- Written request -
Reproduce the records below exactly as they appear.

>> Start Records supplied

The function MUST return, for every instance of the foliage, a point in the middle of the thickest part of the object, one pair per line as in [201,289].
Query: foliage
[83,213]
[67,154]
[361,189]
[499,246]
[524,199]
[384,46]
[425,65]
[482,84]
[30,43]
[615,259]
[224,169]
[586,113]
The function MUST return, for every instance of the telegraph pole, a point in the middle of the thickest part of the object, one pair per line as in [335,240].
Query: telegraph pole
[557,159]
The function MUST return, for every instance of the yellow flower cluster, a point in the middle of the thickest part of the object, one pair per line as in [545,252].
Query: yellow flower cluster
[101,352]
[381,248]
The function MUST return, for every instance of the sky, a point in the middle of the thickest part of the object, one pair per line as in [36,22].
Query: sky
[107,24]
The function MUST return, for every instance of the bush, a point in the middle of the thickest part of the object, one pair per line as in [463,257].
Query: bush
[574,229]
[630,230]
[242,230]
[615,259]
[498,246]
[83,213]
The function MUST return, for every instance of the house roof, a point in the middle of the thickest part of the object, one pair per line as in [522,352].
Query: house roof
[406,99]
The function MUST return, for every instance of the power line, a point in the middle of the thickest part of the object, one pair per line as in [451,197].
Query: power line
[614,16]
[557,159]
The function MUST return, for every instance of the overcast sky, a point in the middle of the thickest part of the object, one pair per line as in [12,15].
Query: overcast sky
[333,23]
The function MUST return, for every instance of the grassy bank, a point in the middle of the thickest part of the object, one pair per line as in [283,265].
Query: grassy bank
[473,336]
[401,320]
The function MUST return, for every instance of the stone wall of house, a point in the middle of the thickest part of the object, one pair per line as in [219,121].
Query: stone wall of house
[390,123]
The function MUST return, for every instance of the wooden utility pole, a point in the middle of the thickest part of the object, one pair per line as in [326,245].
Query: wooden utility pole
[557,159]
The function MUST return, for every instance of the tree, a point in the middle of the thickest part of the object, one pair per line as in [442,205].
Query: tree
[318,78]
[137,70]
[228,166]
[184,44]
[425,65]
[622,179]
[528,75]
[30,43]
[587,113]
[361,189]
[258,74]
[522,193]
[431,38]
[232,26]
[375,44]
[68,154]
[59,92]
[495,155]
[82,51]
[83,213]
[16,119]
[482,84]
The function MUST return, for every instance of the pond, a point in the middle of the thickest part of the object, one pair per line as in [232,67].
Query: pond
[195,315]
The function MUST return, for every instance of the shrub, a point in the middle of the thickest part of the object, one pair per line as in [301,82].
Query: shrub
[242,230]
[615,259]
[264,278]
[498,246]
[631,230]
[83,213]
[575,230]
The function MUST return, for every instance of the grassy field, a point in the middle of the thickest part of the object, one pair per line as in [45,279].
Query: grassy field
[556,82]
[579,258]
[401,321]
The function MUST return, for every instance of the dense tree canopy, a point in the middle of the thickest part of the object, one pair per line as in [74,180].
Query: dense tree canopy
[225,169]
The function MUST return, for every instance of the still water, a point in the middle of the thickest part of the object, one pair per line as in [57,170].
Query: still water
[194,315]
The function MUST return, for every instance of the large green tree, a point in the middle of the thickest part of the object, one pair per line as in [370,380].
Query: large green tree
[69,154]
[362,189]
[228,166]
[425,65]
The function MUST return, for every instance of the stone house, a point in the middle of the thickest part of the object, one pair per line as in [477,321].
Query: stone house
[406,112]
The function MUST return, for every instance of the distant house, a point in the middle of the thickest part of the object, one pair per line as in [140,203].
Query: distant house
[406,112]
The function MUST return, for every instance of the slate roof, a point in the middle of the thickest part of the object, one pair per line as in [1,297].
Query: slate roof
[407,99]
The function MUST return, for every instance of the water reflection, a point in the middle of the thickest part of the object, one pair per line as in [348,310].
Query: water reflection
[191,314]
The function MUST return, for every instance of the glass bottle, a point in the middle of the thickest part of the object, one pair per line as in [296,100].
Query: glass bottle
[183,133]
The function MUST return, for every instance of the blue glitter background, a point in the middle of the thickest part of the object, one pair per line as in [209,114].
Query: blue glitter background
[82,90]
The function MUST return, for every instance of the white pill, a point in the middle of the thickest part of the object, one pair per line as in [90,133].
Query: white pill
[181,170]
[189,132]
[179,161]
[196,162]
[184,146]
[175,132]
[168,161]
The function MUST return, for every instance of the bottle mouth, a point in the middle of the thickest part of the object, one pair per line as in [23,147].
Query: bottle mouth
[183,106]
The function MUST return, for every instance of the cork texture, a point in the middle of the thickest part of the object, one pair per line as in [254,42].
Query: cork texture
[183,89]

>> End Records supplied

- Right answer -
The function MUST return, for every instance of the foliage, a point in the middle of the thickest part of the object, one pair per line as in [201,289].
Query: foliage
[83,213]
[67,154]
[361,189]
[499,246]
[524,199]
[384,46]
[425,65]
[482,84]
[30,43]
[615,259]
[224,169]
[586,113]
The function MUST return, for every instance of the telegraph pole, a point in the middle of the thickest part of the object, one pair per line as in [335,240].
Query: telegraph pole
[557,159]
The function MUST return, for every instance of the yellow flower cluster, a point in the middle of the thickest part of the object, one pair per line as in [545,252].
Query: yellow flower cluster
[101,352]
[381,248]
The function MUST return, for every instance of the sky, a point in the middle of the thickest part of the object, one pair per line as in [36,22].
Query: sky
[107,24]
The function MUST return, for every instance of the bush, a point in the middle of the thickest part of the object, one pair per line as in [463,257].
Query: bush
[574,229]
[630,230]
[242,230]
[615,259]
[498,246]
[83,213]
The function MUST return, for every instance of the house roof, a point in the middle of the thickest part of the object, one pair per line as in [522,352].
Query: house roof
[406,99]
The function MUST return, for every instance of the power line, a point in the middle of the thickest part of the object, one pair per line as in [451,197].
Query: power line
[614,16]
[557,159]
The function MUST return, for every instance of the overcast sky, a point in the middle of the thickest part of the object, one pair per line as in [12,15].
Query: overcast sky
[333,23]
The function MUST return, for every instance of the grassy bank, a point in the middle of the thickest part of the object, one pair per line as in [283,265].
Query: grassy bank
[473,336]
[401,320]
The function MUST return, for every instance of the stone wall of house, a point in the middle of the thickest part of the object, one pair per line as in [219,121].
Query: stone wall of house
[390,123]
The function MUST return, for every instance of the wooden utility pole, a point in the middle of the thickest part of the object, one pair per line as in [326,245].
Query: wooden utility pole
[557,159]
The function MUST return, for every instance of the tree, a point in the middle of the thickest part of the object, one pair per line as in [442,205].
Query: tree
[318,78]
[137,70]
[228,166]
[184,44]
[425,65]
[622,179]
[528,75]
[30,43]
[587,113]
[361,189]
[258,74]
[522,193]
[431,38]
[232,26]
[375,44]
[68,154]
[59,92]
[495,155]
[82,51]
[83,213]
[16,119]
[482,84]
The function MUST return, for every instance of the pond, a point in the middle of the thickest part of the object, one pair per line as in [232,67].
Query: pond
[195,315]
The function MUST return, for every instance of the shrub, a point in the middle of the thickest part of the object, one pair per line as in [301,82].
Query: shrub
[242,230]
[615,259]
[264,278]
[498,246]
[631,230]
[83,213]
[575,230]
The function MUST return, for every instance of the grassy field, a point in the middle of the thickest part of the object, one pair per line as in [45,279].
Query: grassy field
[556,82]
[579,258]
[401,321]
The function MUST return, for every instance of the dense tree canopy, a point in the middle of the thickest part of the object, one pair per line as in [74,180].
Query: dense tree canopy
[225,169]
The function MUST return, for every instance of the still water, a point in the middle of the thickest part of the object, one pair per line as in [57,170].
Query: still water
[194,315]
The function MUST return, for every instance of the large green tree, a point in the middle of the thickest part of the object, one pair per line as in [370,380].
Query: large green tree
[69,154]
[362,189]
[228,166]
[425,65]
The function MUST return, for every instance of the stone house, a point in the middle of the thickest part of the object, one pair per line as in [477,321].
Query: stone house
[406,112]
The function MUST return, for every instance of the distant house, a point in the middle of the thickest part of the object, one pair per line as in [140,203].
Query: distant house
[406,112]
The function MUST return, for every instance of the slate roof, a point in the middle of the thickest part of the object, one pair per line as in [1,297].
Query: slate roof
[407,99]
The function MUST return, for every instance of the water reflection, a point in the middle of the thickest part of the object, one pair per line as in [348,310].
Query: water reflection
[191,314]
The function MUST return, for every instance of the glass bottle, a point in the middle of the thickest part of the object, one pair per line as in [296,100].
Query: glass bottle
[183,133]
The function MUST return, for every instance of the blue glitter background, a point in the middle of the thickest part of the object, one pair per line as in [209,114].
Query: blue glitter background
[82,90]
The function MUST return, for every instance of the white pill, a point in the middle of the thickest part of the object, one pair per line as in [90,133].
Query: white pill
[181,170]
[189,132]
[179,161]
[196,162]
[184,146]
[175,132]
[168,161]
The function MUST return, for every instance of the bottle mouth, a point in the middle of the thickest part of the object, one pair per line as in [23,147].
Query: bottle mouth
[183,106]
The function MUST return, for every instance of the cork texture, a point in the middle of the thickest part of the object, one pair per line as in [254,42].
Query: cork texture
[183,89]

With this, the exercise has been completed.